What this task involves.
Give the records below, from the line with "Task: Where can the green leaf" through the end, as a Markdown table with columns Row and Line: number each line and skip blank lines and the pictures.

Records for this task.
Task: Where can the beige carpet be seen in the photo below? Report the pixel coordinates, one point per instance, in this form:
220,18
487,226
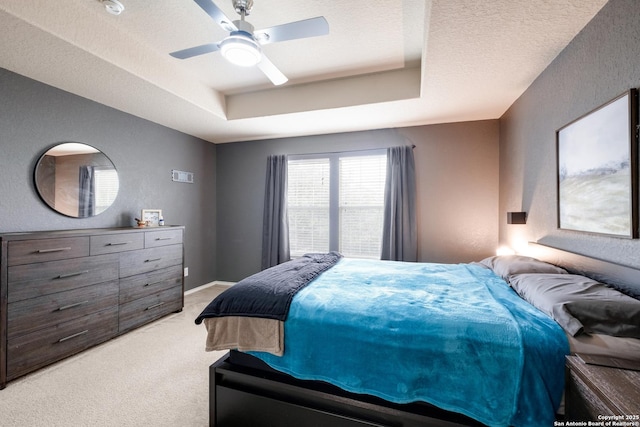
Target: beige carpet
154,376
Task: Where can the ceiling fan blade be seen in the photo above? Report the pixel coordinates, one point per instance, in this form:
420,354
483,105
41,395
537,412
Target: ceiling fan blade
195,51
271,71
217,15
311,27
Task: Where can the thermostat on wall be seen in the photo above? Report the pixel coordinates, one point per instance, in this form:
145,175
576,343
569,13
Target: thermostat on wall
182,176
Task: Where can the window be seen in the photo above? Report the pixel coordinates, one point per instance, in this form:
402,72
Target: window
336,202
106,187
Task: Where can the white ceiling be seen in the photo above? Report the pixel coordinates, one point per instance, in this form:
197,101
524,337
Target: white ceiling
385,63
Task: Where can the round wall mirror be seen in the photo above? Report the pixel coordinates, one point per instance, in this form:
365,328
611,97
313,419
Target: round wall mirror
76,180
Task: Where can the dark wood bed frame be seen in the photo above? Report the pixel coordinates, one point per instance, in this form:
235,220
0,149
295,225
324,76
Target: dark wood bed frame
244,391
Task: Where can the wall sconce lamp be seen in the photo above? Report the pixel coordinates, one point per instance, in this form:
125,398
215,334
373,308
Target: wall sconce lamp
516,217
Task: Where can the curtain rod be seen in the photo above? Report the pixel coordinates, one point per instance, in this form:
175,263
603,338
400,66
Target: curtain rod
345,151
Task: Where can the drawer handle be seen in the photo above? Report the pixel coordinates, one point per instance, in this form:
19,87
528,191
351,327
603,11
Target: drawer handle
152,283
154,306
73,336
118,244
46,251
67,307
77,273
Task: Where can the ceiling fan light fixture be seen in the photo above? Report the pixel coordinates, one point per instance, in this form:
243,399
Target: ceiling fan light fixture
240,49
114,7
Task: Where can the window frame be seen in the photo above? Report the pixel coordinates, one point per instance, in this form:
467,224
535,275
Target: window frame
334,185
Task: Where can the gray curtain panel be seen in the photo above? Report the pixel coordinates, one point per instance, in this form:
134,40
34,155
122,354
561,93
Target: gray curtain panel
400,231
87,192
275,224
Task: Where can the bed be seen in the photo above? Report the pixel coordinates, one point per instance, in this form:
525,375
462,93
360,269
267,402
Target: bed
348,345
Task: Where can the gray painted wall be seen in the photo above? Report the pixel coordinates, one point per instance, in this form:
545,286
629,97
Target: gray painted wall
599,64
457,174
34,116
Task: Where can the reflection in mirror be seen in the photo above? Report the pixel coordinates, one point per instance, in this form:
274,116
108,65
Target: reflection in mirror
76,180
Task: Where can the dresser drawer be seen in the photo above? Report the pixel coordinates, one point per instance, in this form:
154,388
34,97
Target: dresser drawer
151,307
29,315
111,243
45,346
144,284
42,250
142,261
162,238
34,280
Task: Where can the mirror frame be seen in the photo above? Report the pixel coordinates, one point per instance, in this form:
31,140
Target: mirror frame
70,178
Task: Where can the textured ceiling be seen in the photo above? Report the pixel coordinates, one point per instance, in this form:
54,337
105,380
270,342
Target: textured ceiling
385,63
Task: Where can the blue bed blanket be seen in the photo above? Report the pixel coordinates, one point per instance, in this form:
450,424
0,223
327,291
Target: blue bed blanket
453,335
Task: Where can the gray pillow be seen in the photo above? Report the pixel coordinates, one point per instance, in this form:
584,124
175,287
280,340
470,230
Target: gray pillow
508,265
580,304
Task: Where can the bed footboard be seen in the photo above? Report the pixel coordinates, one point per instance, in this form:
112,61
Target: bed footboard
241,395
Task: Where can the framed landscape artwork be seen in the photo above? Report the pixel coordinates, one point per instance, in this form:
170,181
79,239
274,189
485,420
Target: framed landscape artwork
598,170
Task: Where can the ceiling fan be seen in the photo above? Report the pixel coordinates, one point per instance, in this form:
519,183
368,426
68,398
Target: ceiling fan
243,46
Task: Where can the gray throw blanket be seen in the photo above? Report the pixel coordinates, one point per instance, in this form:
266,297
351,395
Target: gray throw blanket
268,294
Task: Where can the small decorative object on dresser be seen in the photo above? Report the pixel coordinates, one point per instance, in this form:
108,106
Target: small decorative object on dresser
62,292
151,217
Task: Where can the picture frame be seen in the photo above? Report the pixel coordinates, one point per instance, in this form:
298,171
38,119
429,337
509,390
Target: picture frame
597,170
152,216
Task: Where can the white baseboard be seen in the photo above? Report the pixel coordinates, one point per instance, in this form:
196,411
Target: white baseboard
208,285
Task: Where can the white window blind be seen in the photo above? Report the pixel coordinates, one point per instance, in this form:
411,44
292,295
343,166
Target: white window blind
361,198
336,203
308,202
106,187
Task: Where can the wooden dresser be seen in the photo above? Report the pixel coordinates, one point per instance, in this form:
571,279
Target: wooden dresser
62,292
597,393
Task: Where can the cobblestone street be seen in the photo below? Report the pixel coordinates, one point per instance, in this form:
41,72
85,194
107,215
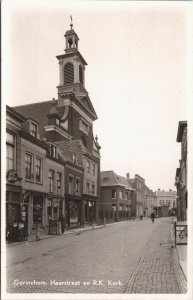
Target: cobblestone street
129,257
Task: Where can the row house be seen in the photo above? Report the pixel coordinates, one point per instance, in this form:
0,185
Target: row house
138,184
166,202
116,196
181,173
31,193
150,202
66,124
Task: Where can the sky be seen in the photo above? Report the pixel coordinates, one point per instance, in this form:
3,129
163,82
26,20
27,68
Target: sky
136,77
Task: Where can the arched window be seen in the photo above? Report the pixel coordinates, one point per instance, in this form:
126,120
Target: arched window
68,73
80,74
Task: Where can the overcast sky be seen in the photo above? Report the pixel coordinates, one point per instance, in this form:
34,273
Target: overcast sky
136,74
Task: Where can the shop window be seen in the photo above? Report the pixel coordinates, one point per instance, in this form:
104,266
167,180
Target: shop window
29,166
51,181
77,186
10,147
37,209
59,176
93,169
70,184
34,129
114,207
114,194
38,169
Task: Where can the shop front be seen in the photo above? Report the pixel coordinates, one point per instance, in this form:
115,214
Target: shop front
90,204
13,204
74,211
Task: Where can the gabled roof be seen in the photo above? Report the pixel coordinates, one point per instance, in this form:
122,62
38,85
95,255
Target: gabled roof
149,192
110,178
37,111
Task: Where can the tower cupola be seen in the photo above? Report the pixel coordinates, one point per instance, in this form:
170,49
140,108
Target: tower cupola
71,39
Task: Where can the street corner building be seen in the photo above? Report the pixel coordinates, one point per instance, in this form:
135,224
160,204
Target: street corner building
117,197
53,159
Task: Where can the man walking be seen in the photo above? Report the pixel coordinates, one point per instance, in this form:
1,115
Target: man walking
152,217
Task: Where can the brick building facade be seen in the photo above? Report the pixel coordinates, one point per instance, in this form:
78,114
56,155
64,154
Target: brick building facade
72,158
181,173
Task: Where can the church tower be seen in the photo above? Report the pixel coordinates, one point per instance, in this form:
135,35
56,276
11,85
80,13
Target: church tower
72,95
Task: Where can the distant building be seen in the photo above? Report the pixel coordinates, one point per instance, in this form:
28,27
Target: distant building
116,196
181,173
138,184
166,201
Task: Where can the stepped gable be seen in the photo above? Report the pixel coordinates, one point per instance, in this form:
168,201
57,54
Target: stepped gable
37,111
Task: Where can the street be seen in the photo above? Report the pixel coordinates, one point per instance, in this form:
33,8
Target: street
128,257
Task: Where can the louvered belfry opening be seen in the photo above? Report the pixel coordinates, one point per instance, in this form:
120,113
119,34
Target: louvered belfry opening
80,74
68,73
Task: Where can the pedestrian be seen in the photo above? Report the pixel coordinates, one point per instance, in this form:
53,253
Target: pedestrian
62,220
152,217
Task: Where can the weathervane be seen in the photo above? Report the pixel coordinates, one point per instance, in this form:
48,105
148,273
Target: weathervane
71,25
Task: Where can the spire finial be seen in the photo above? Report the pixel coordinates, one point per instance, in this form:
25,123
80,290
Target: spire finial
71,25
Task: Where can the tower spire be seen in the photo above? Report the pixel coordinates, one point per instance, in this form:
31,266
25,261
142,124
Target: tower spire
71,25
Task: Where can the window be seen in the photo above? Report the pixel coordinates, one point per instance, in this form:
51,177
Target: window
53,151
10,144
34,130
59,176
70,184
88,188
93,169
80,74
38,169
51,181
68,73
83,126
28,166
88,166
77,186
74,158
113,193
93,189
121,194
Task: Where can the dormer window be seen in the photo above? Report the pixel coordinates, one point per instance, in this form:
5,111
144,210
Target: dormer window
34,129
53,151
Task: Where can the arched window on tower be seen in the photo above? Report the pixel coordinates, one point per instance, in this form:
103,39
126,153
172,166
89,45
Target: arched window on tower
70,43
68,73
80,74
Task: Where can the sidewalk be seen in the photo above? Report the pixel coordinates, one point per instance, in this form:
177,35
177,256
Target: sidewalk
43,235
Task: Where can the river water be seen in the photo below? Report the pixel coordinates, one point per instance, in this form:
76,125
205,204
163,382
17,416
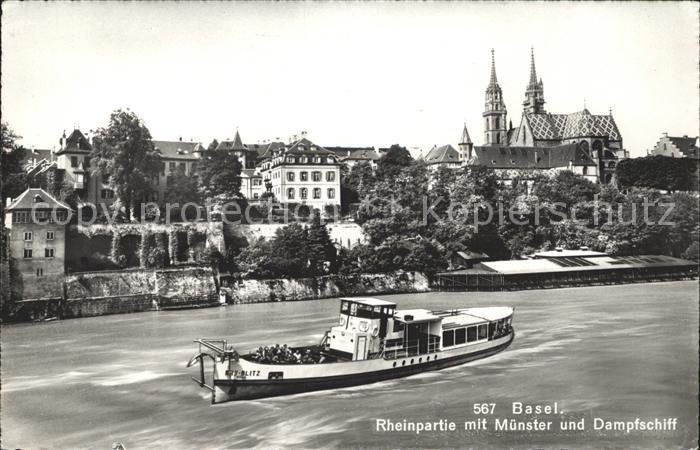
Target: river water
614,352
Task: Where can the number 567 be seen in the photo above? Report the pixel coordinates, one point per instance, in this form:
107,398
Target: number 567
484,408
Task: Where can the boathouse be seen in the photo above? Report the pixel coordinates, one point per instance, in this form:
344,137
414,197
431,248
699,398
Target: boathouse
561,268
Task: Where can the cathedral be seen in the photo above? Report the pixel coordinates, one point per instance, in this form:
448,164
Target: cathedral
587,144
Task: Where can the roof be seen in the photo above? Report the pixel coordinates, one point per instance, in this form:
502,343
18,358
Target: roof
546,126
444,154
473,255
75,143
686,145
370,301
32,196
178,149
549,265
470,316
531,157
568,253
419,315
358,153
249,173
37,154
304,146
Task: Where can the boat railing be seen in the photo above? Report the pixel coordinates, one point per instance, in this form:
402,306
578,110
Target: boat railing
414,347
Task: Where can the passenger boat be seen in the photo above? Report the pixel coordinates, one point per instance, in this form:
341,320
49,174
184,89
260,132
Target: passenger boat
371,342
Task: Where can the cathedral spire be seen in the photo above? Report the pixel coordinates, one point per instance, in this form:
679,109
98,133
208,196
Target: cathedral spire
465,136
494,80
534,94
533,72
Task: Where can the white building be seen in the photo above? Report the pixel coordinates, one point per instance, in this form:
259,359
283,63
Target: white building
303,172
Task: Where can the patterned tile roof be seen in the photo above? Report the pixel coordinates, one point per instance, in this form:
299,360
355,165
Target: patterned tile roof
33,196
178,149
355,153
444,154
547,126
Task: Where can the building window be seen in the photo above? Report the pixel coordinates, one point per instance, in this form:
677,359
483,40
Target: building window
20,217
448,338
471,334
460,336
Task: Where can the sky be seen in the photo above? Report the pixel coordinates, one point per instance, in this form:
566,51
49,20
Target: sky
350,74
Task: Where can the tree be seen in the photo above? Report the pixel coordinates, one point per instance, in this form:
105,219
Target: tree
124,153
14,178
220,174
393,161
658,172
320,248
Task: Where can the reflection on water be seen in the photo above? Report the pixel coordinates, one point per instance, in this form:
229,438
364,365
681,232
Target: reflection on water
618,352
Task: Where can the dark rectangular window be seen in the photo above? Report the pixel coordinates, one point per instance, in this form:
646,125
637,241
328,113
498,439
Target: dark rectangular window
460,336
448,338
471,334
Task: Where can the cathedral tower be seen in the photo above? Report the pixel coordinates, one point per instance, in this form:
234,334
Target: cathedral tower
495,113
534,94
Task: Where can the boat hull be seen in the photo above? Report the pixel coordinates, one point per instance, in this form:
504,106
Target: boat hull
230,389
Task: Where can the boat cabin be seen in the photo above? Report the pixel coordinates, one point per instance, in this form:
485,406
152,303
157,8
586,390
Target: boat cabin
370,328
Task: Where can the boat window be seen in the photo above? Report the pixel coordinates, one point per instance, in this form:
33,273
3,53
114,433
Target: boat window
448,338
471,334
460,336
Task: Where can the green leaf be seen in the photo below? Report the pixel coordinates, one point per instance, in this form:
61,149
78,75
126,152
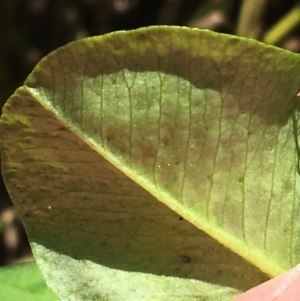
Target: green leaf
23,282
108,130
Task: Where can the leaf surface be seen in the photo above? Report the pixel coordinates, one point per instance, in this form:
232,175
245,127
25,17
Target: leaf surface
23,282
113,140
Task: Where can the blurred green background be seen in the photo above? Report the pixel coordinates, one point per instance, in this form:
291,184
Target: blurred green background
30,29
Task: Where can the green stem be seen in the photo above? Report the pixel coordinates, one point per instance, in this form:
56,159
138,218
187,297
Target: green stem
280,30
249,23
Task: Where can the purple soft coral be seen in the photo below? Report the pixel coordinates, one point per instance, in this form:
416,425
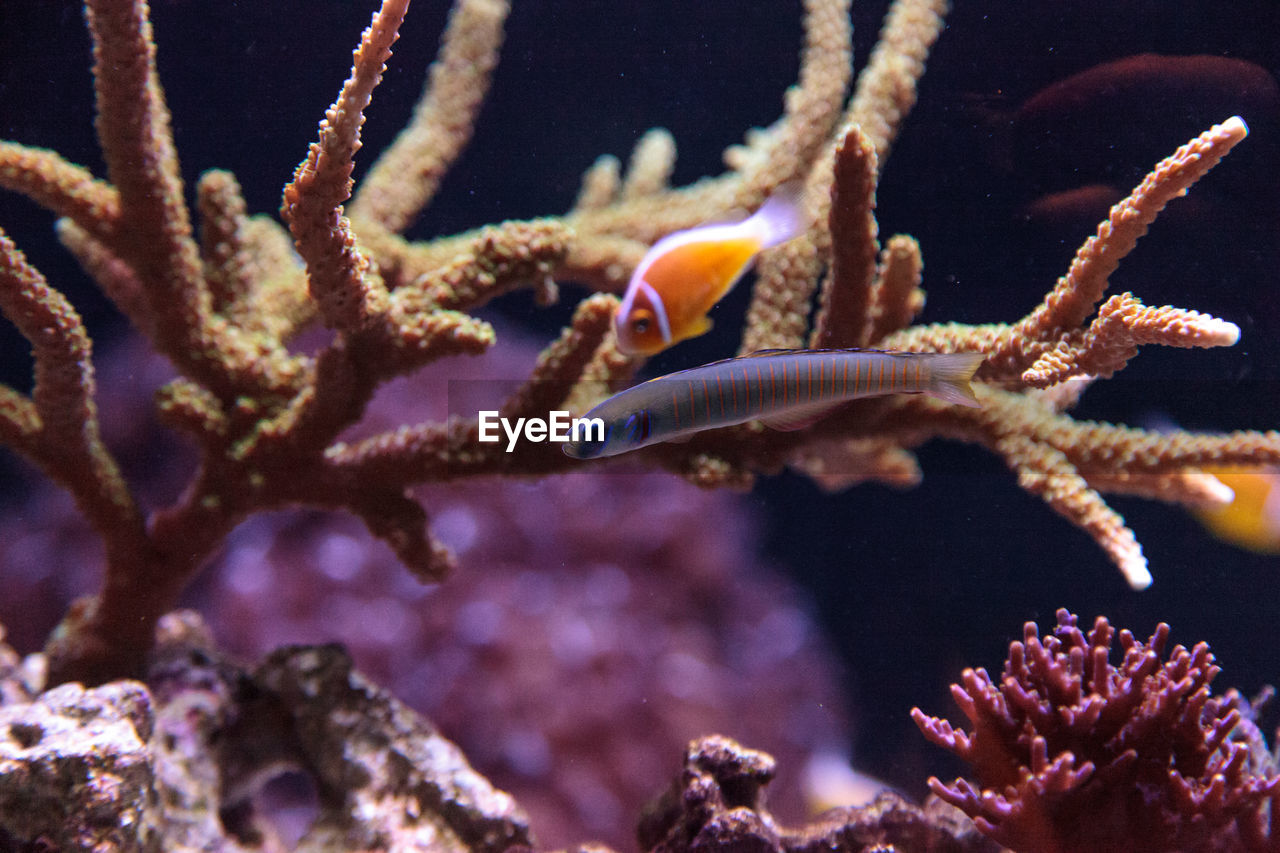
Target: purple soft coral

Exercise solution.
| Row | Line |
|---|---|
| 1 | Task: Where can the green leaf be seen in the photo below? Report the pixel coordinates, one point per instance, in this form: |
| 2 | 61,149 |
| 3 | 78,75 |
| 4 | 126,152 |
| 5 | Target: green leaf |
| 6 | 23,282 |
| 7 | 108,130 |
| 8 | Task: Where can the leaf surface be seen in the photo above? Report the pixel coordinates, one point per instance, in this form: |
| 9 | 232,175 |
| 10 | 245,127 |
| 11 | 25,17 |
| 12 | Target: leaf surface |
| 13 | 23,282 |
| 14 | 113,140 |
| 15 | Task: Where can the blurred green background be seen in the photo above? Report the pixel coordinates, one point per instance, in this form: |
| 16 | 291,184 |
| 17 | Target: blurred green background |
| 18 | 30,29 |
| 19 | Task: Where can the green stem be seen in the photo above? Report the pixel coordinates, one point per instance, in this form: |
| 20 | 56,159 |
| 21 | 138,218 |
| 22 | 187,297 |
| 23 | Target: green stem |
| 24 | 280,30 |
| 25 | 249,23 |
| 26 | Task: Where can the purple soft coral be seen in the photo below? Report the pixel coordinates, one point per instance, in this form: |
| 27 | 416,425 |
| 28 | Target: purple soft coral |